(Beginning of Data provided)

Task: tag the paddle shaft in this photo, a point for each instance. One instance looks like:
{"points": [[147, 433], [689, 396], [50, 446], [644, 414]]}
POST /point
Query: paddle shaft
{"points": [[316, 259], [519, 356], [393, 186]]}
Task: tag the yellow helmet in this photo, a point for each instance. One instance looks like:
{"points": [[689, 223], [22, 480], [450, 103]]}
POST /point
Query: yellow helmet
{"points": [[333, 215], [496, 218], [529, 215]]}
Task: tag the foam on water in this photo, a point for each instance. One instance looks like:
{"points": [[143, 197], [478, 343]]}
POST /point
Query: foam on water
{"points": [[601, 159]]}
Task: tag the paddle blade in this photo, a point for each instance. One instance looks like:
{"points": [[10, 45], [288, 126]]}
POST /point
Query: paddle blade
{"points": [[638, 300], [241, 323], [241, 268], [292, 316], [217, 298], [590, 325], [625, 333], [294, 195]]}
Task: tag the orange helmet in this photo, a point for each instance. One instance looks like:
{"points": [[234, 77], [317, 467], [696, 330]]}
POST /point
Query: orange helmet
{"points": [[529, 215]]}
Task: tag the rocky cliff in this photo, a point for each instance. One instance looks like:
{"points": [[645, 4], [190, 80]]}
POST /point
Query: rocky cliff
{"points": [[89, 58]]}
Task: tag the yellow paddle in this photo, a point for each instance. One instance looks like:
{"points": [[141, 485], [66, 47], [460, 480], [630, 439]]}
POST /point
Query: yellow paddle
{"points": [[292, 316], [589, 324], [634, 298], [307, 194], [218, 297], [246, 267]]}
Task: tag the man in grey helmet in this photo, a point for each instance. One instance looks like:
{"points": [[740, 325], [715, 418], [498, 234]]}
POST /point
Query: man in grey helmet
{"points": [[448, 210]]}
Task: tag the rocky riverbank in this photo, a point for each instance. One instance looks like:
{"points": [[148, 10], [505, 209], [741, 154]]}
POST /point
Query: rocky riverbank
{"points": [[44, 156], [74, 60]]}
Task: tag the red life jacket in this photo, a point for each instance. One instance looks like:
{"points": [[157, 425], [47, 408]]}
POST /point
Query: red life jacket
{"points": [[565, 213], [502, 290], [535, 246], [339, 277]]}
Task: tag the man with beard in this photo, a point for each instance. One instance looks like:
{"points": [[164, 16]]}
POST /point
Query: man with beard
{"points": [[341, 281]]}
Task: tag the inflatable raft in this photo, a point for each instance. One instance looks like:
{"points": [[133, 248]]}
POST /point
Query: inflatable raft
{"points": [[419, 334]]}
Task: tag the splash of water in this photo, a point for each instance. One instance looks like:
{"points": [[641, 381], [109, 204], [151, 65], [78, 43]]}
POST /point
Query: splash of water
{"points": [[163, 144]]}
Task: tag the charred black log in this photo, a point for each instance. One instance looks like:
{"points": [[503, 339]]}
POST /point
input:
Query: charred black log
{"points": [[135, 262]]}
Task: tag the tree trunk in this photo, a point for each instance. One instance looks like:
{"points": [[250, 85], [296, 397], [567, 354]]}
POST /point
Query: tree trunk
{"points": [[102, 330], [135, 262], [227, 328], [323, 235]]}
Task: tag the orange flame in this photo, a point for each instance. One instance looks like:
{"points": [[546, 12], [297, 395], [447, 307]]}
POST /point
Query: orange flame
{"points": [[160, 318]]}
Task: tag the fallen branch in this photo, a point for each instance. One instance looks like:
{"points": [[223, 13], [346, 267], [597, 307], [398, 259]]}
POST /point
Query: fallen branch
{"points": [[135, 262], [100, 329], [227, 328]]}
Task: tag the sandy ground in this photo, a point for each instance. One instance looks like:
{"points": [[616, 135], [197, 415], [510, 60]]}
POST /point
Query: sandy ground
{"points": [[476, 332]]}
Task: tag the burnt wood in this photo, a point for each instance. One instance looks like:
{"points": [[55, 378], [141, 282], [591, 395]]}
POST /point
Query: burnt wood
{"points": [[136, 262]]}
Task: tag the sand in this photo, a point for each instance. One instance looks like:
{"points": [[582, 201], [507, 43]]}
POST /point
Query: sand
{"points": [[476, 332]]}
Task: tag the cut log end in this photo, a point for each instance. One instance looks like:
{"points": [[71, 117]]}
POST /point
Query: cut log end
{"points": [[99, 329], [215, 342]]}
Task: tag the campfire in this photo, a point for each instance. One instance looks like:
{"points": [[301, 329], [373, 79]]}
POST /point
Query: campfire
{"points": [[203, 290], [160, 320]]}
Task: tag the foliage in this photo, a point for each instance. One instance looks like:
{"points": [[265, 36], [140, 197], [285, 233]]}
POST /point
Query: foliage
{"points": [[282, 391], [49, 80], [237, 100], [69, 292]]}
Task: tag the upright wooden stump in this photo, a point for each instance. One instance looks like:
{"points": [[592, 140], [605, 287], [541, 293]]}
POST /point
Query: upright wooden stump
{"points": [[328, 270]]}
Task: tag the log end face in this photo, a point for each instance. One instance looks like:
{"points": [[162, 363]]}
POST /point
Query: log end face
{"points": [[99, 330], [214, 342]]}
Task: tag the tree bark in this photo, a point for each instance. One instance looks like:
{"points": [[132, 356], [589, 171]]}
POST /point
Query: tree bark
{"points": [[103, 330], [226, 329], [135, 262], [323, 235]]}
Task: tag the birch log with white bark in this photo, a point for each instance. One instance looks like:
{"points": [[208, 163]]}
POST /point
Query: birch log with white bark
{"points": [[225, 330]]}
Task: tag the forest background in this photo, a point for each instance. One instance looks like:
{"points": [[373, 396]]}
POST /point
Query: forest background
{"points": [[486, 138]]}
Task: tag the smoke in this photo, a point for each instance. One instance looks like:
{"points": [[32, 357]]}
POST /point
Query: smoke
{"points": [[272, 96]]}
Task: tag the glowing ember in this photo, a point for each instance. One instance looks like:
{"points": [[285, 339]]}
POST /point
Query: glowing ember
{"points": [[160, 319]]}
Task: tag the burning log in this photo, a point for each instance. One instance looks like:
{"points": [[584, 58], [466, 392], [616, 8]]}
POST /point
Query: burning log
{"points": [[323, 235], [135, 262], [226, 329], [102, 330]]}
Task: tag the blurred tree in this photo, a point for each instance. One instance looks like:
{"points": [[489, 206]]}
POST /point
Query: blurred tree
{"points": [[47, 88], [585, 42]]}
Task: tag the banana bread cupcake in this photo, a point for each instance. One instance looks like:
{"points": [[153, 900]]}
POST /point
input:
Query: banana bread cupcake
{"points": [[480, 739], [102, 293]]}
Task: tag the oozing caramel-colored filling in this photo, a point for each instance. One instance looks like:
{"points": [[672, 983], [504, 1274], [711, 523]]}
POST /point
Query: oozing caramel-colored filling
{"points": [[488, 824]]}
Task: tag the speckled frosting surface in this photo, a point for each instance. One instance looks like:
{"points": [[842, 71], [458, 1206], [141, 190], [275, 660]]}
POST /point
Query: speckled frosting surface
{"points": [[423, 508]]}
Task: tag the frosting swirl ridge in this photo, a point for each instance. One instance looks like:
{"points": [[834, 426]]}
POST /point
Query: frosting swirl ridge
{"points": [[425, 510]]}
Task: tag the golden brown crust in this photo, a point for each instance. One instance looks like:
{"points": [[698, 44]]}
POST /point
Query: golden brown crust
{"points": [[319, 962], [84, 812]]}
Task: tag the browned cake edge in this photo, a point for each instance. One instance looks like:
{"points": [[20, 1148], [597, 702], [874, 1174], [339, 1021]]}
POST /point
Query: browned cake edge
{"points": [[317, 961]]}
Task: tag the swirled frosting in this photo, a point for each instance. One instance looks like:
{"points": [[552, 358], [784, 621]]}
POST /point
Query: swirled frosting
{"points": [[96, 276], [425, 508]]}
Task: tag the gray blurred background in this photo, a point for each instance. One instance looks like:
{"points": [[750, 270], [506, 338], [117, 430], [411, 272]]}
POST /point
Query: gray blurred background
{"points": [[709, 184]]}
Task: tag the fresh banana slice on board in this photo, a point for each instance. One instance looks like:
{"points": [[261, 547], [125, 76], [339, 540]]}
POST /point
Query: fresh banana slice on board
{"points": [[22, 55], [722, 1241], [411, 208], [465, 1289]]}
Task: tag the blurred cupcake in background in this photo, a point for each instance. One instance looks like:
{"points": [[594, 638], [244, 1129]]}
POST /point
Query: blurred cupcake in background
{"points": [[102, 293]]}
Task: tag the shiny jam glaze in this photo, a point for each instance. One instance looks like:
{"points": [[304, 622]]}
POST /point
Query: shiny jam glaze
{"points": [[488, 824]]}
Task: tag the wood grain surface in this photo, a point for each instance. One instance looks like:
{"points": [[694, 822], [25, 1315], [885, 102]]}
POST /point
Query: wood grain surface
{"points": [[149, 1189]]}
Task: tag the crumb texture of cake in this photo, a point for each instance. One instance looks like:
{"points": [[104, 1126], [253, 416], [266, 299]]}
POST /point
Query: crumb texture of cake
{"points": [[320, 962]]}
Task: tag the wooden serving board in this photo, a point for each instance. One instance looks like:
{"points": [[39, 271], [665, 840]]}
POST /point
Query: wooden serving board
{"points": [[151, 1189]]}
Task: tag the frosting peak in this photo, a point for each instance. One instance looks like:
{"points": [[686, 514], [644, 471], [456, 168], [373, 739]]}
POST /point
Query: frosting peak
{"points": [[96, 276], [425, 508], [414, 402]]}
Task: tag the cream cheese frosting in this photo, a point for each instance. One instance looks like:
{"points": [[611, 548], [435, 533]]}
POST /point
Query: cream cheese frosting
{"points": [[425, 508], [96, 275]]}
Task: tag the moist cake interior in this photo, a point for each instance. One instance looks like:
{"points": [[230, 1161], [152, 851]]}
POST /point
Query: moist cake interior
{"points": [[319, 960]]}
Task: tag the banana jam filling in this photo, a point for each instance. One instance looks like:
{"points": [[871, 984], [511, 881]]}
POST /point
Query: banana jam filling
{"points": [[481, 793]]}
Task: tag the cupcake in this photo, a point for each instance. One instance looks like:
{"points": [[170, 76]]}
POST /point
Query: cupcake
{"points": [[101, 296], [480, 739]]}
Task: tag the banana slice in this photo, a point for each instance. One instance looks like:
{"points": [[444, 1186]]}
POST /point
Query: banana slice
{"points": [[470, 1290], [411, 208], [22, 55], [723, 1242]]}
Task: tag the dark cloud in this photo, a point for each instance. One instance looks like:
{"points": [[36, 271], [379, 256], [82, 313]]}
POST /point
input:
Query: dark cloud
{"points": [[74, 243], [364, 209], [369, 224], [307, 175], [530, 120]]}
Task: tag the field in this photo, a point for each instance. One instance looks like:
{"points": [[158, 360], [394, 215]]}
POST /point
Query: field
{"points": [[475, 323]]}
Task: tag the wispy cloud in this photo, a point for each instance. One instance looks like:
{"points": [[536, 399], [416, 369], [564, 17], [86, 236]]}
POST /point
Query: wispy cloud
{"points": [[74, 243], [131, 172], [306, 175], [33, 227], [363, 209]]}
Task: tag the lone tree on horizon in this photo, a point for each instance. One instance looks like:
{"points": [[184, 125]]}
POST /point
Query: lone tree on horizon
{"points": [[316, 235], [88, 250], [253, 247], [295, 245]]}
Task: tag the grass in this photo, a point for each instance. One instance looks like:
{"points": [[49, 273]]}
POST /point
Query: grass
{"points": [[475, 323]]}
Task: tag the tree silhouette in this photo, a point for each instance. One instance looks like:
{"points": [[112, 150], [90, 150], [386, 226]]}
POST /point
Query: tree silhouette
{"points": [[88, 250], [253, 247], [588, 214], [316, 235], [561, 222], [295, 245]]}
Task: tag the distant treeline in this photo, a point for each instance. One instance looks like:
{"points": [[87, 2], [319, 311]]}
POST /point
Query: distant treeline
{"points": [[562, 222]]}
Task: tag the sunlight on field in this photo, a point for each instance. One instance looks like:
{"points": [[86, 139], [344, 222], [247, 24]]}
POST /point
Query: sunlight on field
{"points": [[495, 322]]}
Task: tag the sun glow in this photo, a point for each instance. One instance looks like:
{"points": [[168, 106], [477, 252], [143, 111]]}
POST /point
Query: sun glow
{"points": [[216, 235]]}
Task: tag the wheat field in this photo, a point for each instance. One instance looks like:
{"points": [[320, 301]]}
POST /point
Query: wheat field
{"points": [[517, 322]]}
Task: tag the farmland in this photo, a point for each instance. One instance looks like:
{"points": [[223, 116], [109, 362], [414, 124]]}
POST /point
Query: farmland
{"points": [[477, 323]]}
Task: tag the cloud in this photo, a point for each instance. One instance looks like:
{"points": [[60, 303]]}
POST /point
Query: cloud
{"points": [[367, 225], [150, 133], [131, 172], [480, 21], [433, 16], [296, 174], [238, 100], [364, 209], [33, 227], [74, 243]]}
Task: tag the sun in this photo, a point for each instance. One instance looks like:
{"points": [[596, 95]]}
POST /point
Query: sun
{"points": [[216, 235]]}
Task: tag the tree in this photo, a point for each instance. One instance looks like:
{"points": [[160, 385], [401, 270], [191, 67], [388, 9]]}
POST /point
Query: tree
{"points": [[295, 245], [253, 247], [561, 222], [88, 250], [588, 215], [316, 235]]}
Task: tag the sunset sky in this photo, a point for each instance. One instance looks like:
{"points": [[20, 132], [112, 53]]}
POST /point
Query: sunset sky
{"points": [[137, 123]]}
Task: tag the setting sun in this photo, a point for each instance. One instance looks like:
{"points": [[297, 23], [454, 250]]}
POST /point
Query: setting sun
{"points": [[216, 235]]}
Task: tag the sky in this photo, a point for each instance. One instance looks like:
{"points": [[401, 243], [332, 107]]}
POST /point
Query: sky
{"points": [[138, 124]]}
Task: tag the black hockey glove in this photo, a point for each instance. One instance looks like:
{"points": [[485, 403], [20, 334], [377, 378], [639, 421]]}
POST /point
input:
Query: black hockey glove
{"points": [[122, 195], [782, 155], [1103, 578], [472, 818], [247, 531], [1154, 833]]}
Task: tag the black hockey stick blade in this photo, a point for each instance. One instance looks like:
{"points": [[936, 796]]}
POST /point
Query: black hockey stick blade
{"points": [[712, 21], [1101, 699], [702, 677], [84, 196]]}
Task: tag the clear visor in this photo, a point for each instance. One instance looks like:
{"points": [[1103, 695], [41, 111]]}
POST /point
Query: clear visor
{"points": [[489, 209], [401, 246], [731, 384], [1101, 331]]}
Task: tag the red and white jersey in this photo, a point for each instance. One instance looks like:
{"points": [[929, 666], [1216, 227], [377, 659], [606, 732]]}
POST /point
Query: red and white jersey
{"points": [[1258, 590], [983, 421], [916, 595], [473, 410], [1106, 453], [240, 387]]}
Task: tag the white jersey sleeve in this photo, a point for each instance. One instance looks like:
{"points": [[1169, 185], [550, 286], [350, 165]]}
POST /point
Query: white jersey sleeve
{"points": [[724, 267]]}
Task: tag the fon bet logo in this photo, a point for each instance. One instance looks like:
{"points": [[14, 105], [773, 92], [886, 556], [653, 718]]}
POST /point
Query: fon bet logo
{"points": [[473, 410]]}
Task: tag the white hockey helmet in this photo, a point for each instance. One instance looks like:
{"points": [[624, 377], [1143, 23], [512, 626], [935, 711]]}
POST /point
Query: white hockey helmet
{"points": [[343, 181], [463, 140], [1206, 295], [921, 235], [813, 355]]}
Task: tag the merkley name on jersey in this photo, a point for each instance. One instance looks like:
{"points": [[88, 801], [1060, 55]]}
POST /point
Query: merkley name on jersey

(End of Data provided)

*Problem description*: The answer must consist of each line from the data that includes the string "name".

*Result of this exercise*:
Task: tag the merkley name on jersey in this photo, a point for each instance. One instance looks like:
Query: merkley name on jersey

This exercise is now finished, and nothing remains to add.